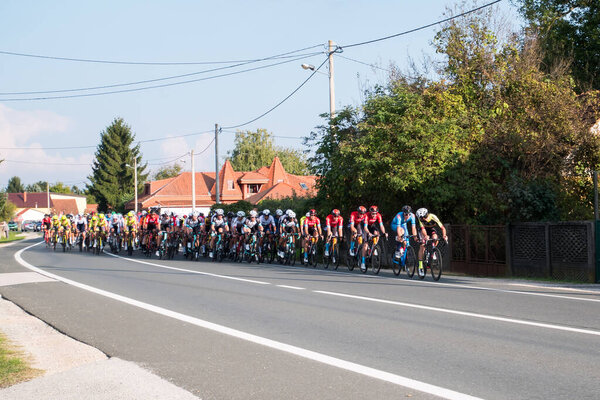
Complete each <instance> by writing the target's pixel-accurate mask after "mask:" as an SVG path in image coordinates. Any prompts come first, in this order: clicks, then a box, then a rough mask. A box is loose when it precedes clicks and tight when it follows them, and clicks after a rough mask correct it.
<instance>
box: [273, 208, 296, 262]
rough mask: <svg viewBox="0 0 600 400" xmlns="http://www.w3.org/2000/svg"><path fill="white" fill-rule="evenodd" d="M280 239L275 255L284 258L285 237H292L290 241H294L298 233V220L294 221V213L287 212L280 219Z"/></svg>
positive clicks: (295, 218) (293, 212) (295, 219)
mask: <svg viewBox="0 0 600 400" xmlns="http://www.w3.org/2000/svg"><path fill="white" fill-rule="evenodd" d="M279 226H280V231H281V233H280V237H279V249H278V251H277V255H278V256H279V257H280V258H284V256H285V253H284V249H285V239H286V236H287V235H292V241H294V243H295V241H296V237H295V234H297V233H298V230H299V225H298V220H297V219H296V213H295V212H293V211H292V210H287V211H286V212H285V214H284V215H283V216H282V217H281V220H280V223H279Z"/></svg>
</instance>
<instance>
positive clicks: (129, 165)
mask: <svg viewBox="0 0 600 400" xmlns="http://www.w3.org/2000/svg"><path fill="white" fill-rule="evenodd" d="M125 166H126V167H129V168H133V191H134V193H135V213H136V214H137V159H136V158H135V157H134V158H133V167H132V166H131V165H129V164H125Z"/></svg>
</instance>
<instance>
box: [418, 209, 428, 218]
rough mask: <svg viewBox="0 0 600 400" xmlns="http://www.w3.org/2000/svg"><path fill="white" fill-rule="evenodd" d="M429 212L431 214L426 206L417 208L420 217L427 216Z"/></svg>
mask: <svg viewBox="0 0 600 400" xmlns="http://www.w3.org/2000/svg"><path fill="white" fill-rule="evenodd" d="M428 214H429V211H427V209H426V208H419V209H418V210H417V217H419V218H426V217H427V215H428Z"/></svg>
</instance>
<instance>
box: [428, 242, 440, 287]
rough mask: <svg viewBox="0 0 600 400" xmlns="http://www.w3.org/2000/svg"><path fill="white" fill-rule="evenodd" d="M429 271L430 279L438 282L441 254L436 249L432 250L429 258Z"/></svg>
mask: <svg viewBox="0 0 600 400" xmlns="http://www.w3.org/2000/svg"><path fill="white" fill-rule="evenodd" d="M429 269H431V277H432V278H433V280H434V281H439V280H440V276H442V252H441V251H440V249H438V248H437V247H434V248H433V251H432V252H431V255H430V256H429Z"/></svg>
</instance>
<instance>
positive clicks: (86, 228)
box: [73, 214, 87, 244]
mask: <svg viewBox="0 0 600 400" xmlns="http://www.w3.org/2000/svg"><path fill="white" fill-rule="evenodd" d="M73 226H74V227H75V228H76V229H77V232H78V235H79V234H81V242H82V243H84V244H85V231H86V230H87V218H86V217H84V216H83V214H77V215H76V216H75V218H74V219H73Z"/></svg>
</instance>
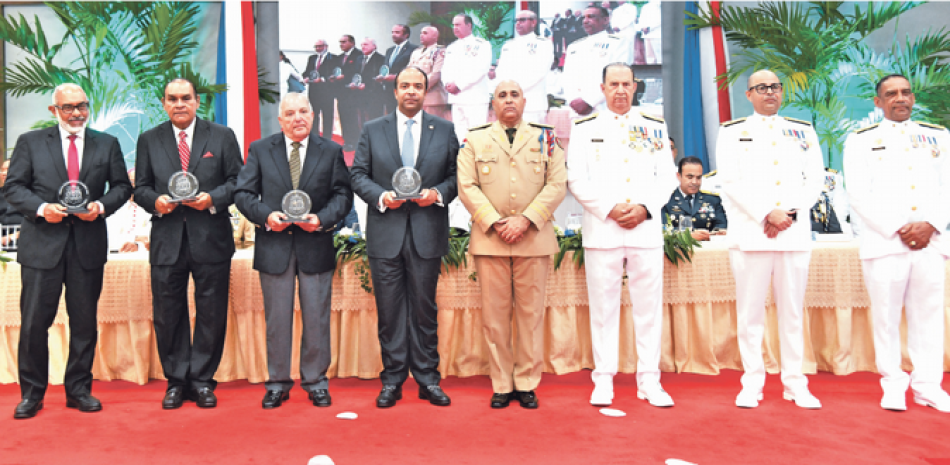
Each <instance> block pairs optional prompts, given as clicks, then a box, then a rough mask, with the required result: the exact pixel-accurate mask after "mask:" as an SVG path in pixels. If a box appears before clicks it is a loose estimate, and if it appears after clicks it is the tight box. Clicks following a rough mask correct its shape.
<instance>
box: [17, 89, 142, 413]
mask: <svg viewBox="0 0 950 465" xmlns="http://www.w3.org/2000/svg"><path fill="white" fill-rule="evenodd" d="M49 110H50V112H51V113H53V115H54V116H56V119H57V120H58V121H59V124H57V125H56V126H54V127H51V128H47V129H40V130H36V131H31V132H28V133H26V134H23V135H22V136H20V137H19V138H18V139H17V142H16V146H14V149H13V158H12V160H13V161H12V162H11V164H10V170H9V173H8V177H7V180H6V199H7V201H8V202H10V205H12V206H13V207H14V208H16V209H17V210H18V211H19V212H20V213H22V214H23V217H24V219H23V226H22V231H21V232H22V234H21V236H20V244H19V252H18V253H17V262H19V263H20V266H21V269H20V280H21V282H22V286H23V287H22V290H21V294H20V295H21V297H20V315H21V323H20V342H19V347H18V350H19V354H18V359H17V364H18V369H19V375H20V392H21V395H22V401H21V402H20V403H19V404H17V406H16V409H15V410H14V413H13V418H18V419H22V418H31V417H34V416H36V414H37V412H39V411H40V410H41V409H42V408H43V397H44V395H45V394H46V386H47V382H48V378H49V347H48V344H49V334H48V333H47V331H48V330H49V328H50V326H51V325H52V324H53V319H54V318H55V317H56V311H57V310H58V308H59V297H60V295H61V294H62V289H63V286H64V285H65V287H66V313H67V314H68V315H69V335H70V337H69V358H68V359H67V361H66V375H65V387H66V407H68V408H74V409H78V410H79V411H81V412H96V411H99V410H102V404H101V403H100V402H99V400H98V399H96V398H95V397H93V396H92V395H91V391H92V361H93V358H94V356H95V353H96V338H97V331H98V322H97V320H96V313H97V310H98V301H99V294H101V293H102V275H103V269H104V266H105V263H106V258H107V257H108V255H109V249H108V242H107V240H106V221H105V217H106V216H109V215H111V214H113V213H115V211H116V210H118V209H119V207H121V206H122V205H123V204H124V203H125V201H126V200H128V199H129V197H130V196H131V195H132V184H131V183H130V182H129V175H128V174H127V173H126V171H125V160H124V159H123V157H122V150H121V149H120V148H119V141H118V140H116V138H115V137H112V136H109V135H106V134H103V133H100V132H97V131H93V130H91V129H88V128H87V127H86V123H87V120H88V118H89V100H88V99H87V98H86V93H85V92H84V91H83V90H82V88H81V87H79V86H77V85H75V84H62V85H60V86H58V87H57V88H56V90H54V91H53V104H52V105H50V106H49ZM80 183H82V184H80ZM70 185H72V186H79V187H82V186H83V185H84V186H85V187H86V188H88V197H87V198H88V200H89V203H88V204H87V205H86V208H87V209H88V212H87V213H67V211H66V207H64V206H63V205H61V204H60V199H59V192H60V190H61V189H63V188H67V187H68V186H70ZM107 189H108V192H106V190H107Z"/></svg>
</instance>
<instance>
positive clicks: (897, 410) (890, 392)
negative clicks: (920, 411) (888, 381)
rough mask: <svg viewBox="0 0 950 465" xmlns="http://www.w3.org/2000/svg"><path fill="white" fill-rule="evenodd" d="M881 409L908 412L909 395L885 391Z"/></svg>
mask: <svg viewBox="0 0 950 465" xmlns="http://www.w3.org/2000/svg"><path fill="white" fill-rule="evenodd" d="M881 408H882V409H884V410H895V411H898V412H903V411H904V410H907V395H906V394H904V391H891V392H887V391H884V397H881Z"/></svg>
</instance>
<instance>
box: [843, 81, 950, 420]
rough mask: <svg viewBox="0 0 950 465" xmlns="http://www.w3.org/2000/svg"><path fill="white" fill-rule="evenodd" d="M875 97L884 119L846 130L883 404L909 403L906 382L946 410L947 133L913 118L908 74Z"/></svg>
mask: <svg viewBox="0 0 950 465" xmlns="http://www.w3.org/2000/svg"><path fill="white" fill-rule="evenodd" d="M874 105H876V106H877V107H878V108H880V109H881V110H883V111H884V120H883V121H881V122H880V123H879V124H875V125H873V126H870V127H867V128H864V129H861V130H859V131H856V132H855V133H852V134H851V135H849V136H848V139H847V140H846V141H845V144H844V168H845V173H847V175H848V193H849V194H850V196H851V206H852V212H853V213H854V214H856V215H857V216H858V217H859V218H860V220H861V224H862V225H863V226H864V229H863V232H862V234H861V252H860V256H861V264H862V266H863V269H864V280H865V283H866V285H867V288H868V295H869V296H870V297H871V312H872V314H873V317H874V320H873V321H874V323H873V324H874V353H875V361H876V363H877V370H878V371H879V372H880V373H881V376H882V378H881V387H882V388H883V390H884V396H883V398H882V399H881V407H883V408H885V409H888V410H906V409H907V405H906V392H907V387H908V384H909V385H910V387H911V389H912V390H913V392H914V402H916V403H918V404H921V405H927V406H930V407H933V408H935V409H937V410H939V411H941V412H950V396H948V395H947V393H946V391H944V390H943V389H942V388H941V387H940V383H941V381H942V380H943V358H944V341H943V338H944V305H945V302H944V285H945V284H944V282H945V281H944V280H945V276H944V274H945V268H944V262H945V260H946V258H947V256H948V255H950V241H948V239H947V237H945V236H946V233H945V232H944V228H946V226H947V223H948V222H950V197H948V196H947V190H948V189H950V162H948V161H947V157H948V156H950V133H948V132H947V130H946V129H945V128H943V127H941V126H936V125H932V124H927V123H916V122H913V121H911V120H910V116H911V112H912V111H913V106H914V94H913V91H912V90H911V87H910V82H908V80H907V78H905V77H903V76H899V75H891V76H886V77H884V78H883V79H881V81H880V82H878V84H877V96H876V97H874ZM902 307H903V308H905V309H906V316H907V351H908V353H909V354H910V358H911V362H912V363H913V364H914V371H913V373H912V374H911V375H910V376H908V375H907V373H905V372H904V371H903V370H902V369H901V337H900V322H901V308H902Z"/></svg>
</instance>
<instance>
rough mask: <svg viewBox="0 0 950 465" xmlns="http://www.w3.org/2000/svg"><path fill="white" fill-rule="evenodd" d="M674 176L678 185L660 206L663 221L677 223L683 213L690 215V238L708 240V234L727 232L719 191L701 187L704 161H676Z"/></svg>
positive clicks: (674, 227)
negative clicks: (668, 199)
mask: <svg viewBox="0 0 950 465" xmlns="http://www.w3.org/2000/svg"><path fill="white" fill-rule="evenodd" d="M678 167H679V171H678V172H677V173H676V178H677V179H679V181H680V187H679V188H677V189H676V190H675V191H673V195H670V201H669V202H667V204H666V205H664V206H663V210H662V211H663V223H664V224H666V223H667V222H671V223H672V225H673V227H674V228H676V227H679V225H680V220H681V219H682V218H683V217H686V216H688V217H690V218H692V219H693V232H692V236H693V239H696V240H697V241H708V240H709V236H710V235H716V234H725V233H726V226H727V224H728V223H727V220H726V212H725V210H723V209H722V199H720V198H719V194H714V193H712V192H709V191H704V190H700V187H702V185H703V162H702V161H700V160H699V159H698V158H696V157H685V158H683V159H682V160H680V161H679V164H678Z"/></svg>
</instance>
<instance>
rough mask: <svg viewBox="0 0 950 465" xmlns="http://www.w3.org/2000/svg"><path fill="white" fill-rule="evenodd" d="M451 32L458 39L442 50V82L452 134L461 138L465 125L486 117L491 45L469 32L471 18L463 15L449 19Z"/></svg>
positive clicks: (479, 122) (464, 133) (477, 124)
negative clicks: (451, 25) (444, 54)
mask: <svg viewBox="0 0 950 465" xmlns="http://www.w3.org/2000/svg"><path fill="white" fill-rule="evenodd" d="M452 31H453V32H455V37H458V40H456V41H455V42H452V43H451V44H449V46H448V48H446V49H445V64H444V65H443V66H442V83H443V84H444V85H445V91H446V92H448V94H449V95H448V100H449V103H450V104H451V105H452V123H453V124H455V135H456V136H457V137H458V139H459V140H460V141H462V140H465V134H467V133H468V128H471V127H475V126H481V125H482V124H485V121H487V120H488V102H489V100H490V99H489V97H490V95H491V89H490V88H489V84H488V69H489V68H491V58H492V50H491V44H490V43H488V41H486V40H484V39H480V38H478V37H475V36H474V35H472V17H471V16H469V15H466V14H460V15H457V16H456V17H455V18H453V19H452Z"/></svg>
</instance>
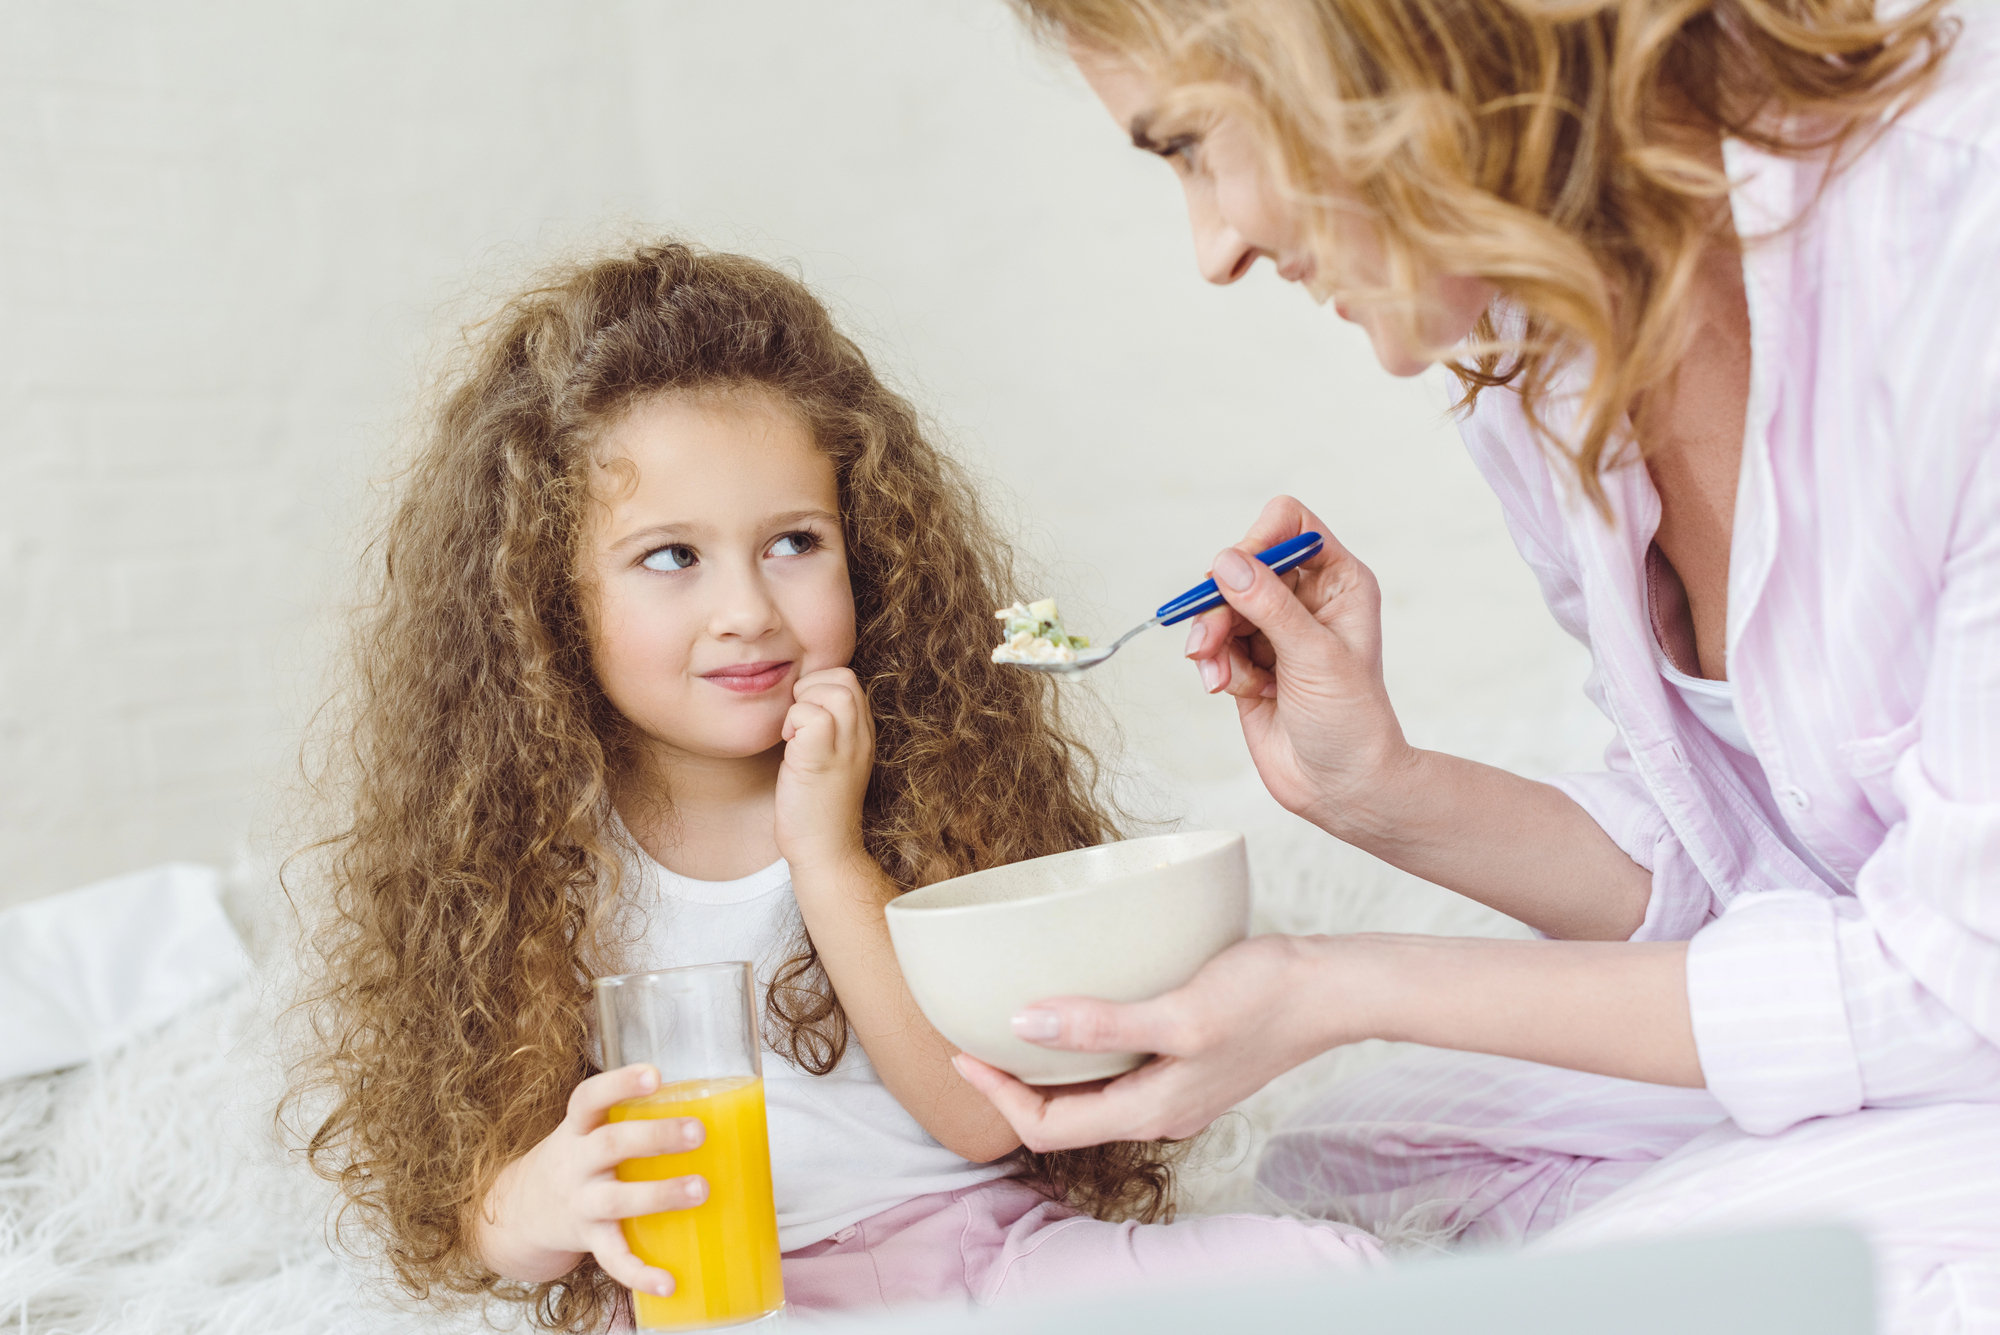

_ _ _

What needs to be done. All lines holding the word "then" must be found in the listing and copied.

Answer box.
Complete each <instance> by writing the target's pixel-accurate mask after "mask:" as an SVG path in image coordinates. Any prompts come first, in this order: clicks, then a box, then a rough mask. A box is loose when it precedes clicks and tight when it follows them, and clicks after a rough mask correct it.
Each <instance> block pairs optional prompts, given as clicks, then a box, then a rough mask, with the required result: the exact pixel-accurate mask after "mask:" as an SVG path in pixels. If a box appears before clicks it is a loose estimate, and if it appears after clicks it is the tight box. Clicks following a rough mask correct its shape.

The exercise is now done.